--- Source extract ---
= = = =

Waller v James [2006] HCA 16 previously came before the High Court, when brought by the child as a wrongful life matter. Later a wrongful birth claim by the parents was determined by Hislop J: Waller v James [2013] NSWSC 497. The claim pre-dated the Civil Liability Act 2002 (NSW).

The plaintiffs’ claim failed on a causation point, leading to an appeal heard in mid-2014, the judgment on which was published today: Waller v James [2015] NSWCA 232.

The appeal and was dismissed (Beazley P, McColl JA, Ward JA). The Court of Appeal did not interfere with the trial judge’s factual findings nor his characterization of the breach of duty of care as a failure to explain to the parents the reason for a referral to a genetic counsellor.

The Court held that the stroke suffered by the child was coincidental, a normal risk of pregnancy and so not within the scope of risk created by the doctor’s breach of duty.

Damages issues were not considere, given the findings.

The headnote reads:

(1)   There was no error in the factual findings challenged by the respondent. Appellate restraint was warranted in relation to those findings which were made by reference both to matters subjective to the witnesses and the objective circumstances. [62]-[71].

(2)   The appellants’ right to plan their family by choosing whether and when to have a child was an interest the infringement of which could give rise to a claim for economic loss. [129]-[130].

(3)   The respondent’s duty of care extended to the provision of information to the appellants relating to the importance of seeking genetic counselling and arguably to following up with the appellants as to whether they had done so. [131]-[137], [235]-[238].

= = = =

Stored data entries
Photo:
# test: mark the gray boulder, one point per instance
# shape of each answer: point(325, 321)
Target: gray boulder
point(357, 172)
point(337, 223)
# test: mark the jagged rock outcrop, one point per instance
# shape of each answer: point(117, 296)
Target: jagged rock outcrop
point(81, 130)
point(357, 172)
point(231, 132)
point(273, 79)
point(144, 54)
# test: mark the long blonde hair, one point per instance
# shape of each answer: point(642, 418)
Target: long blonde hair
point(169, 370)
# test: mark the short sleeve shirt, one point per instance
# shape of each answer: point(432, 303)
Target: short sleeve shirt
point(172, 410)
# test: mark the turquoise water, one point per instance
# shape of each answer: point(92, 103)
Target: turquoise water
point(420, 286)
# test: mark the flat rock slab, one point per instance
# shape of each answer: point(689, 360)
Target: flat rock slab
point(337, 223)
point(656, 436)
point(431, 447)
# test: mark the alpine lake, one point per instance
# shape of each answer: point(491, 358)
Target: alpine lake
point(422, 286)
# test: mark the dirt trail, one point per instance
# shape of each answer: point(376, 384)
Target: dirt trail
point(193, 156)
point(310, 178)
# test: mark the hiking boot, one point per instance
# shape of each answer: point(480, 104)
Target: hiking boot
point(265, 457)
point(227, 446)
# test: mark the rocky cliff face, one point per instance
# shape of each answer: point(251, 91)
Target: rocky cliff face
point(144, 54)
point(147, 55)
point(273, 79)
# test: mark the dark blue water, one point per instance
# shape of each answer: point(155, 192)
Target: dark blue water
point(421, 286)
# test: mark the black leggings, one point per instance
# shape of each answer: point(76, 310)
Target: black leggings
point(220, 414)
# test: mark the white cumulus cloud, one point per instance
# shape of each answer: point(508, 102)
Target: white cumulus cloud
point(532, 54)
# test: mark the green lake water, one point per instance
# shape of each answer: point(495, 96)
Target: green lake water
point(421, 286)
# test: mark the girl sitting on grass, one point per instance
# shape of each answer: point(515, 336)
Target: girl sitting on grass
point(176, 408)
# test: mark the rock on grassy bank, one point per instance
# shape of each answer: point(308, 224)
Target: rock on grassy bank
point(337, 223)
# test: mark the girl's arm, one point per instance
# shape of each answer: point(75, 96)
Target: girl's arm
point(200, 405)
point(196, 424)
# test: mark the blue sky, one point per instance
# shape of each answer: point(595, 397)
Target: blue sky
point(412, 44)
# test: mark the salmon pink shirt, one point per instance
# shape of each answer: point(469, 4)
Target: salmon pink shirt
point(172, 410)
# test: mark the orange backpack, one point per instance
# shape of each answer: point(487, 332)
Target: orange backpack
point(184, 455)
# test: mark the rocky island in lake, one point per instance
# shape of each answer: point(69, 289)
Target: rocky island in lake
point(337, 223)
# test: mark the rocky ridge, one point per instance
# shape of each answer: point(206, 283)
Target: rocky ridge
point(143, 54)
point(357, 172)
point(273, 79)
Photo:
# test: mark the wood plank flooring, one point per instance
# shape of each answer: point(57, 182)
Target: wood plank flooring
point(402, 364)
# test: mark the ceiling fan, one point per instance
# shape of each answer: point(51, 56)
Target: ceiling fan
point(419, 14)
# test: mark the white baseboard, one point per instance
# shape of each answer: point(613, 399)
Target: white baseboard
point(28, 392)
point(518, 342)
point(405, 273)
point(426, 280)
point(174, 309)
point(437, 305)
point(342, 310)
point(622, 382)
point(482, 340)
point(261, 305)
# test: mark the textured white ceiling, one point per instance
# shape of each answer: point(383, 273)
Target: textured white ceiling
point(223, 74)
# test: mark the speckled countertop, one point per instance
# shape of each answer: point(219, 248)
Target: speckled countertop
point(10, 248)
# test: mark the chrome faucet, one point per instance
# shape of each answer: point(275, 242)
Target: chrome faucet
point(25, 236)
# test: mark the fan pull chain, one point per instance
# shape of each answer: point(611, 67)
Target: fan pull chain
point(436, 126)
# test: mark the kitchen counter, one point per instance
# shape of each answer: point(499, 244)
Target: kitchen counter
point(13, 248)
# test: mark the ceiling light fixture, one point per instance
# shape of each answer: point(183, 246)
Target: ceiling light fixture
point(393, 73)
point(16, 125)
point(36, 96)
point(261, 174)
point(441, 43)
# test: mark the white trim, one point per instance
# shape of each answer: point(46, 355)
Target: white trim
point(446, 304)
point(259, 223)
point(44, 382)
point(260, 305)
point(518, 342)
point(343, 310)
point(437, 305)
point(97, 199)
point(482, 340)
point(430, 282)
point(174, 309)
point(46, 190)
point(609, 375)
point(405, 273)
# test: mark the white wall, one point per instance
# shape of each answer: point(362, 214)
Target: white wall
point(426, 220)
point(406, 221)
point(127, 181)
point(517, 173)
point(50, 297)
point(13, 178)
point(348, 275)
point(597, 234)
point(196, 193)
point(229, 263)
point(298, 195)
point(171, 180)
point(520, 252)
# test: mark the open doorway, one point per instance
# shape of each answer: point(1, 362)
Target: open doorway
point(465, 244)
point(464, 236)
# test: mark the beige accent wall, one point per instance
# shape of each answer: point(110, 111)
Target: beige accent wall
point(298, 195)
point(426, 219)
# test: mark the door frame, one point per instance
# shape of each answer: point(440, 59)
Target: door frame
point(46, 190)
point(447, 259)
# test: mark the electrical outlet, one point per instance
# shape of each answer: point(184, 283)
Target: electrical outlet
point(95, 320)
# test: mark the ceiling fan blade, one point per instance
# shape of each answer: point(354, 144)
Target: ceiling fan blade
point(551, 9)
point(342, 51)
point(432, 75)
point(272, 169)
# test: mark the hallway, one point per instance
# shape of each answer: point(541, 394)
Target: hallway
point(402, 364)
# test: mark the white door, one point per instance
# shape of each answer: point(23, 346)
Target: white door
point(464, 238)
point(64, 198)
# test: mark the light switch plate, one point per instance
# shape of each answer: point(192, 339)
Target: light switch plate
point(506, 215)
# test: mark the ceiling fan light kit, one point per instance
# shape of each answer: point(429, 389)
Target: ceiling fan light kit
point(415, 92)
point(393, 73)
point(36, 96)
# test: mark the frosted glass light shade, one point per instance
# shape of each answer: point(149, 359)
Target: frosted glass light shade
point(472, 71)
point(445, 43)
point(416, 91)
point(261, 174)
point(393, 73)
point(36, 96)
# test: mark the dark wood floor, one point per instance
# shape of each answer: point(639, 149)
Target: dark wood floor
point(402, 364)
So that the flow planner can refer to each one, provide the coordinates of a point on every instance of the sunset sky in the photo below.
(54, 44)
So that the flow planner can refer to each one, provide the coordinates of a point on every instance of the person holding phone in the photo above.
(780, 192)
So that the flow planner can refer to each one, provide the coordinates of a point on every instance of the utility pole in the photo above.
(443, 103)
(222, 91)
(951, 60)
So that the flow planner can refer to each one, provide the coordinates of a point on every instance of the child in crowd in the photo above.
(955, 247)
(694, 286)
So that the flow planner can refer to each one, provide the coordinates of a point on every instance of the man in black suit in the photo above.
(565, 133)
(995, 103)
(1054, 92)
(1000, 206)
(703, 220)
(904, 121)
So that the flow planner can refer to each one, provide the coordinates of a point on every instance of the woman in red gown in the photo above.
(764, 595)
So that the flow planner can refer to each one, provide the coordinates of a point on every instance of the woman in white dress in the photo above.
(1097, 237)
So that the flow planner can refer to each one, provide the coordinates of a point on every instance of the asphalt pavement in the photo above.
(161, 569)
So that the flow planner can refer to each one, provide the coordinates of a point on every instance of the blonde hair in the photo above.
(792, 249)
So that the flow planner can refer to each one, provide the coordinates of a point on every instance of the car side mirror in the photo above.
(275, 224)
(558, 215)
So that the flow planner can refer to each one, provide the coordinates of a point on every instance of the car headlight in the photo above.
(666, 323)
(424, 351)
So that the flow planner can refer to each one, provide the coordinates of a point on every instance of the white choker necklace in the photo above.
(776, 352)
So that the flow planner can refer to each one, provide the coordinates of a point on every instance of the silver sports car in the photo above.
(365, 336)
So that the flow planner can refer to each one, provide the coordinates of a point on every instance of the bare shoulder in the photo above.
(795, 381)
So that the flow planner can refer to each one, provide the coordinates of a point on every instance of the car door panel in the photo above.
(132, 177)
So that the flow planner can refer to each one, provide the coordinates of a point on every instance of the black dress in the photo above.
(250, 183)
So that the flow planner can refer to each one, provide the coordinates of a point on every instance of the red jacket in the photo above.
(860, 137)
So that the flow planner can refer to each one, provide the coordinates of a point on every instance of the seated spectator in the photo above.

= = = =

--- What to do ---
**1)** Restate the paragraph of the Waller v James case note beginning "Waller v James [2006] HCA 16 previously came" as a short bulleted list that keeps its main facts.
**2)** Pick up the Waller v James case note after its last line and continue it.
You will not need the rows for any of this.

--- Exercise answers ---
**1)**
- Waller v James [2006] HCA 16 first came before the High Court as the child's wrongful life matter.
- Hislop J later determined the parents' wrongful birth claim in Waller v James [2013] NSWSC 497.
- That claim pre-dated the Civil Liability Act 2002 (NSW).

**2)**
Wallace v Kam [2013] HCA 19; 250 CLR 375; Rosenberg v Percival [2001] HCA 18; 205 CLR 434; Caltex Refineries (Qld) Pty Limited v Stavar [2009] NSWCA 258; 75 NSWLR 649; Tame v New South Wales [2002] HCA 35; 211 CLR 317.

(4)   The provision of a referral to a genetic counsellor by way of a post-it note did not constitute a breach of duty in the circumstances of this case. Rather, as the trial judge found, the respondent’s breach was in failing to adequately explain the reason for the referral. [138]-[144].

(5)   The harm suffered by the appellants, being that consequent on Keeden’s CSVT, was not causally connected to the breach by the respondent of his duty of care, as the CSVT was coincidental, for legal purposes, to the inheritance of ATD, and the risks of each should not be accumulated. [185]-[195], [226]-[233], [239]-[252].

(6)   The risk of Keeden suffering a stroke was not a risk of the same kind as being born with ATD but was encompassed within the normal risks of pregnancy and IVF that the appellants were willing to accept. In those circumstances, the harm suffered as a result of Keeden’s stroke was not within the scope of the risk created by the respondent’s negligence and was not relevantly foreseeable, and it was therefore too remote to be recoverable. [208]-[210], [239].